Start of Study text

The church is a three-nave Basilica with a high cross-vaulted ceiling in the west tower. On the north and south façade 4 times over are ever-alternating round arched arcades, each with a large rectangular window. In the central aisle of the tower, three high, round, arched arcades sit on each side except the eastern side, where the tower joins the Basilica; at each of the four points there are three round-arched windows. The choir section is polygonal; at the north and south ends are small stair towers with pointed roofs. The design of the dividing inner-wall (zweizonige) exhibits the round-arched arcade design typical of Roman-Gothic style.

Prior to World War II damage, the arched gallery was open. But it had been only roughly rebuilt when reconstruction began. The light coming in from the large rectangular windows, flows over the gallery. The cross-ribbed vaulted ceiling that covers the northern end of the nave is preserved.

End of Study text
Start of Information shown

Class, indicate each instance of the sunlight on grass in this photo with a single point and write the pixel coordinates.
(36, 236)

End of Information shown

▸ Your goal: Write the next part of the church description, picking up after its last sentence about the cross-ribbed vaulted ceiling. Nothing in the data is needed for this.

▸ Response:
However, the southern nave was too badly damaged to reconstruct the original. Also, the central nave couldn’t be restored, so instead a flat-timbered ceiling was put in place. The baroque decoration in the interior of the church was destroyed by fire during the World War II bombing of Rostock on the night of 26 and 27 April 1942.

The stained glass windows of the choir are decorated with scenes from the life of St. Peter. They were designed in the early 1960s by local artist Lothar Mannewitz (1930–2004).